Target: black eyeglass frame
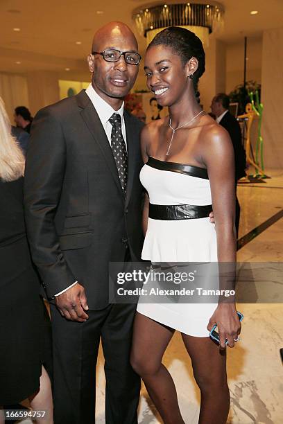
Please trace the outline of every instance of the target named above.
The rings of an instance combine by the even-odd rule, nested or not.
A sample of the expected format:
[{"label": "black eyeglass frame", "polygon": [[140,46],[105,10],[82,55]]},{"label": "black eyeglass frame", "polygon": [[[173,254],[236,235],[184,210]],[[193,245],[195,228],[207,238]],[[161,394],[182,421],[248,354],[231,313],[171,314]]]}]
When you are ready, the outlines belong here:
[{"label": "black eyeglass frame", "polygon": [[[105,51],[117,51],[120,55],[117,60],[108,60],[104,57],[104,53]],[[139,62],[137,63],[130,63],[130,62],[127,62],[125,55],[126,53],[135,53],[135,55],[137,55],[139,56]],[[122,55],[124,57],[124,60],[127,64],[138,65],[142,60],[141,55],[137,53],[136,51],[120,51],[119,50],[117,50],[116,48],[105,48],[105,50],[103,50],[103,51],[92,51],[92,55],[101,55],[105,62],[109,62],[110,63],[115,63],[115,62],[119,62],[121,59],[121,56]]]}]

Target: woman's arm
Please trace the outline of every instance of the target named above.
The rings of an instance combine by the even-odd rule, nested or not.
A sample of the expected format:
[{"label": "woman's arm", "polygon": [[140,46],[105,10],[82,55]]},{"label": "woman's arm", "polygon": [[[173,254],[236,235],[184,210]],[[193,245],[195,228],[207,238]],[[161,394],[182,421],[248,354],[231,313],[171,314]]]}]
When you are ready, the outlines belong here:
[{"label": "woman's arm", "polygon": [[[212,207],[217,238],[217,257],[220,273],[220,288],[234,288],[236,267],[235,179],[234,151],[228,133],[221,127],[211,126],[204,139],[203,161],[207,168],[212,192]],[[223,276],[228,272],[230,278]],[[231,278],[232,281],[231,282]],[[227,298],[224,298],[227,301]],[[219,299],[218,306],[211,317],[207,328],[214,324],[218,328],[221,346],[225,339],[230,347],[240,333],[241,324],[237,315],[234,299],[228,302]]]},{"label": "woman's arm", "polygon": [[[146,164],[148,160],[147,153],[147,146],[149,140],[149,131],[148,125],[145,125],[141,132],[141,150],[144,164]],[[148,220],[149,198],[147,193],[144,194],[144,203],[142,212],[142,229],[144,235],[146,235]]]}]

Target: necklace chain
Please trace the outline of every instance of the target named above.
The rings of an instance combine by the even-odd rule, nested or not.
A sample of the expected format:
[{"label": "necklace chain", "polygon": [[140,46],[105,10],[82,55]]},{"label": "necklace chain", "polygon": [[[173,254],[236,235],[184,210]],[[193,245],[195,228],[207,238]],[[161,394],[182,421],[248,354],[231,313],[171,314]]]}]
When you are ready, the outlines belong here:
[{"label": "necklace chain", "polygon": [[191,122],[192,122],[194,119],[196,119],[196,118],[197,118],[197,116],[198,116],[198,115],[200,115],[201,113],[203,112],[203,110],[201,110],[200,112],[198,112],[198,114],[197,114],[196,115],[195,115],[191,119],[190,119],[188,122],[186,122],[186,123],[185,124],[182,124],[182,125],[179,125],[178,127],[177,127],[177,128],[173,128],[173,127],[171,127],[171,118],[169,118],[169,127],[172,130],[173,132],[172,132],[172,136],[171,139],[170,140],[169,142],[169,145],[168,146],[168,149],[167,149],[167,152],[166,154],[166,156],[169,155],[169,150],[172,144],[172,141],[173,141],[173,137],[175,135],[175,132],[177,131],[177,130],[179,130],[180,128],[182,128],[182,127],[185,127],[185,125],[188,125],[189,123],[191,123]]}]

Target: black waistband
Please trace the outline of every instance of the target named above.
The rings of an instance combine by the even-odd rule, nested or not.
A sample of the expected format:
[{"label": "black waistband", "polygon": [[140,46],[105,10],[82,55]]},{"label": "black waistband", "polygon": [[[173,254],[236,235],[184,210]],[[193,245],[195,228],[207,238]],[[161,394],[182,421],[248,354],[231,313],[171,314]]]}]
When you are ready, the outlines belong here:
[{"label": "black waistband", "polygon": [[149,204],[148,217],[153,220],[196,220],[207,218],[212,211],[212,205],[197,206],[194,204]]}]

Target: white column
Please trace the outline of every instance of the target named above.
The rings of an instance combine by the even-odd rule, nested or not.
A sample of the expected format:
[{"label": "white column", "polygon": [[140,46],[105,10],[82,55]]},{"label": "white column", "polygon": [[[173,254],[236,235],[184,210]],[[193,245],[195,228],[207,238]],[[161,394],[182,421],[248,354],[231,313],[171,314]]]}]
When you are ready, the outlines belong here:
[{"label": "white column", "polygon": [[261,67],[264,166],[283,168],[283,28],[264,31]]}]

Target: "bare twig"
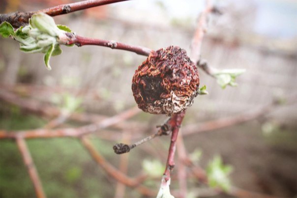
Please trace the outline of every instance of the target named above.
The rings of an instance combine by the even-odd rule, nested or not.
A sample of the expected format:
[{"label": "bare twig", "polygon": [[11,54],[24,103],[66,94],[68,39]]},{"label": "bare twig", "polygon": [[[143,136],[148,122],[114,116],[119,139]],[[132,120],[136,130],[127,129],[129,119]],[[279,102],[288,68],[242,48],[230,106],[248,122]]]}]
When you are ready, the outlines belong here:
[{"label": "bare twig", "polygon": [[35,167],[25,141],[22,137],[17,137],[16,140],[19,150],[20,150],[20,152],[22,154],[24,163],[28,169],[30,178],[33,183],[36,197],[38,198],[46,198],[46,197],[42,189],[42,185],[39,179],[38,173],[36,170],[36,167]]},{"label": "bare twig", "polygon": [[148,197],[153,197],[155,195],[154,192],[141,185],[139,181],[128,177],[106,161],[96,150],[90,140],[87,137],[84,136],[81,138],[81,140],[83,145],[90,153],[94,160],[110,176],[129,187],[135,188],[142,195]]},{"label": "bare twig", "polygon": [[[66,34],[67,33],[66,33]],[[70,41],[67,44],[75,44],[79,47],[86,45],[98,45],[109,47],[111,49],[117,49],[135,52],[138,55],[146,56],[148,56],[151,51],[151,50],[144,47],[135,46],[115,41],[89,38],[79,35],[74,35],[73,37],[73,34],[71,33],[68,34],[68,37],[70,36]]]},{"label": "bare twig", "polygon": [[18,28],[20,26],[27,25],[29,21],[29,19],[31,18],[32,15],[37,12],[43,12],[50,16],[54,16],[67,14],[90,7],[126,0],[87,0],[72,3],[59,5],[37,11],[26,12],[16,12],[9,14],[0,14],[0,24],[4,21],[7,21],[10,23],[14,28]]},{"label": "bare twig", "polygon": [[191,45],[191,54],[190,57],[191,60],[196,63],[200,59],[201,54],[201,46],[204,34],[206,31],[208,15],[212,10],[212,5],[210,0],[206,0],[206,7],[200,15],[198,20],[197,27],[193,37]]},{"label": "bare twig", "polygon": [[178,137],[177,146],[178,156],[178,176],[179,183],[179,196],[180,198],[184,198],[187,196],[187,172],[183,161],[187,158],[187,153],[183,143],[183,139],[180,133]]},{"label": "bare twig", "polygon": [[164,180],[163,180],[162,184],[161,184],[161,186],[163,185],[164,186],[168,185],[168,182],[170,179],[170,172],[175,166],[174,155],[176,151],[176,141],[179,127],[180,127],[185,114],[185,111],[184,111],[180,113],[174,114],[169,120],[169,124],[172,127],[172,134],[171,135],[166,167],[164,173]]},{"label": "bare twig", "polygon": [[169,122],[172,118],[168,119],[164,124],[161,126],[157,126],[159,128],[158,131],[149,136],[144,138],[140,141],[133,143],[132,144],[127,144],[122,143],[117,143],[113,147],[115,152],[117,154],[122,154],[127,153],[133,148],[144,143],[148,141],[155,138],[156,137],[161,136],[163,135],[168,135],[171,132],[172,129],[172,126],[169,124]]},{"label": "bare twig", "polygon": [[[9,103],[17,105],[22,109],[30,112],[41,114],[49,118],[57,117],[62,114],[61,110],[57,107],[49,105],[44,103],[29,98],[22,98],[18,95],[11,93],[1,86],[0,93],[0,99],[3,100]],[[139,110],[140,112],[140,110]],[[90,113],[72,113],[69,118],[72,120],[81,122],[98,123],[108,117],[98,114]],[[135,122],[129,122],[127,123],[117,123],[115,126],[120,129],[130,129],[135,128],[143,128],[144,126]]]},{"label": "bare twig", "polygon": [[[122,133],[122,141],[127,143],[129,143],[131,139],[131,135],[129,133],[126,131],[124,131]],[[128,170],[128,165],[129,163],[128,160],[129,154],[126,155],[121,155],[119,157],[119,171],[124,174],[126,174]],[[123,198],[125,196],[125,191],[126,186],[119,182],[117,184],[116,187],[116,192],[115,193],[115,198]]]},{"label": "bare twig", "polygon": [[187,136],[197,133],[211,131],[247,122],[267,114],[269,112],[282,105],[288,105],[297,102],[297,95],[290,96],[284,98],[286,101],[284,104],[282,104],[277,100],[274,100],[264,107],[250,111],[241,115],[208,121],[200,124],[193,124],[185,126],[183,128],[184,132],[182,134],[184,136]]}]

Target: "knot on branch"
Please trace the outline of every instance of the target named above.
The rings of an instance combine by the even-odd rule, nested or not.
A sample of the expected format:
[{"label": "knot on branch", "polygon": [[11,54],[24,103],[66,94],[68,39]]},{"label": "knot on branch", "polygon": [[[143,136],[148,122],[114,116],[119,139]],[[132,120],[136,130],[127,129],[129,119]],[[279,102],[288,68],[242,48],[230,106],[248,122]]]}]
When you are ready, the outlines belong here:
[{"label": "knot on branch", "polygon": [[112,49],[116,48],[117,47],[117,42],[115,41],[110,41],[110,42],[109,42],[108,43],[107,43],[107,45]]},{"label": "knot on branch", "polygon": [[130,151],[131,148],[129,145],[122,143],[117,143],[115,145],[113,148],[115,153],[117,154],[123,154],[127,153]]}]

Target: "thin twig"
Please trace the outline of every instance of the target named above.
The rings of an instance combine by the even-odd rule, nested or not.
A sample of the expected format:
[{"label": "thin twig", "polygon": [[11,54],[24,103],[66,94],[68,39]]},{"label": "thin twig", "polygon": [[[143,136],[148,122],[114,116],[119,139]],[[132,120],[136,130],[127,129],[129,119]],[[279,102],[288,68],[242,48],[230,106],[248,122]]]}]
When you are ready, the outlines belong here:
[{"label": "thin twig", "polygon": [[133,46],[112,40],[87,38],[79,35],[75,35],[73,37],[73,35],[69,34],[71,33],[68,33],[68,35],[70,37],[70,41],[67,43],[67,44],[75,44],[79,47],[87,45],[97,45],[135,52],[138,55],[146,56],[148,56],[151,51],[151,50],[144,47]]},{"label": "thin twig", "polygon": [[[16,94],[8,91],[4,87],[1,86],[0,88],[0,99],[20,107],[22,109],[50,118],[57,117],[62,113],[60,109],[34,100],[22,98]],[[140,112],[140,110],[139,110],[139,111]],[[108,117],[106,116],[97,113],[72,113],[69,118],[81,122],[98,123]],[[129,123],[125,122],[117,123],[114,126],[120,129],[133,129],[134,128],[140,129],[144,127],[144,125],[131,121],[129,122]]]},{"label": "thin twig", "polygon": [[[123,131],[122,133],[122,140],[124,142],[129,143],[130,141],[131,135],[127,131]],[[126,174],[128,171],[128,166],[129,164],[128,160],[129,153],[126,155],[121,155],[119,157],[119,171],[124,174]],[[116,192],[115,193],[115,198],[123,198],[125,196],[125,191],[126,186],[122,183],[118,182],[116,187]]]},{"label": "thin twig", "polygon": [[284,105],[288,105],[297,102],[297,95],[290,96],[284,98],[285,104],[277,100],[274,100],[264,107],[249,111],[241,115],[208,121],[201,124],[193,124],[185,126],[182,134],[183,136],[191,135],[198,133],[212,131],[246,122],[265,115],[278,107]]},{"label": "thin twig", "polygon": [[168,156],[167,157],[167,161],[166,163],[166,167],[164,173],[164,182],[165,183],[161,184],[161,185],[167,185],[168,181],[170,179],[170,172],[175,166],[174,162],[174,155],[176,151],[176,141],[178,134],[179,127],[183,119],[183,117],[185,114],[185,111],[182,112],[178,114],[174,115],[169,121],[172,133],[171,135],[171,139],[170,141],[170,145],[169,146],[169,150],[168,151]]},{"label": "thin twig", "polygon": [[20,150],[20,152],[22,154],[24,163],[27,168],[30,178],[34,186],[36,197],[38,198],[46,198],[46,197],[43,191],[42,185],[39,179],[38,173],[36,170],[36,167],[35,167],[32,157],[31,157],[30,154],[30,151],[27,147],[25,141],[22,137],[18,137],[16,140],[19,150]]},{"label": "thin twig", "polygon": [[141,185],[139,181],[128,177],[109,164],[95,148],[88,138],[84,136],[81,138],[81,140],[83,145],[89,152],[94,160],[109,175],[129,187],[135,188],[142,195],[148,197],[153,197],[155,195],[155,193],[150,189]]},{"label": "thin twig", "polygon": [[157,127],[159,127],[159,129],[156,133],[145,138],[135,143],[130,145],[122,143],[116,144],[116,145],[115,145],[113,147],[115,152],[117,154],[127,153],[129,152],[132,148],[135,148],[135,147],[148,141],[149,141],[156,137],[169,135],[171,130],[172,129],[172,126],[169,124],[171,119],[171,118],[167,119],[165,123],[161,126],[157,126]]},{"label": "thin twig", "polygon": [[206,0],[206,7],[200,14],[197,28],[193,37],[191,45],[190,57],[194,63],[197,63],[200,59],[201,46],[204,34],[206,31],[208,15],[212,9],[212,5],[210,0]]},{"label": "thin twig", "polygon": [[37,12],[43,12],[50,16],[54,16],[126,0],[87,0],[59,5],[36,11],[15,12],[8,14],[0,14],[0,24],[4,21],[7,21],[14,28],[18,28],[22,26],[25,26],[28,25],[29,19],[32,15]]}]

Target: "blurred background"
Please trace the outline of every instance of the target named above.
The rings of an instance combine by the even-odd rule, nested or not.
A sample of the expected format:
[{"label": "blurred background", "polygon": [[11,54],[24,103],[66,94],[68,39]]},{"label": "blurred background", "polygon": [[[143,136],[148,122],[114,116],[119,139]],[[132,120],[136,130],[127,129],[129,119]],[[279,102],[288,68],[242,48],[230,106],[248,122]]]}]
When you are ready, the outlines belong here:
::::
How many lines in the items above contain the word "column"? Reply with the number alone.

3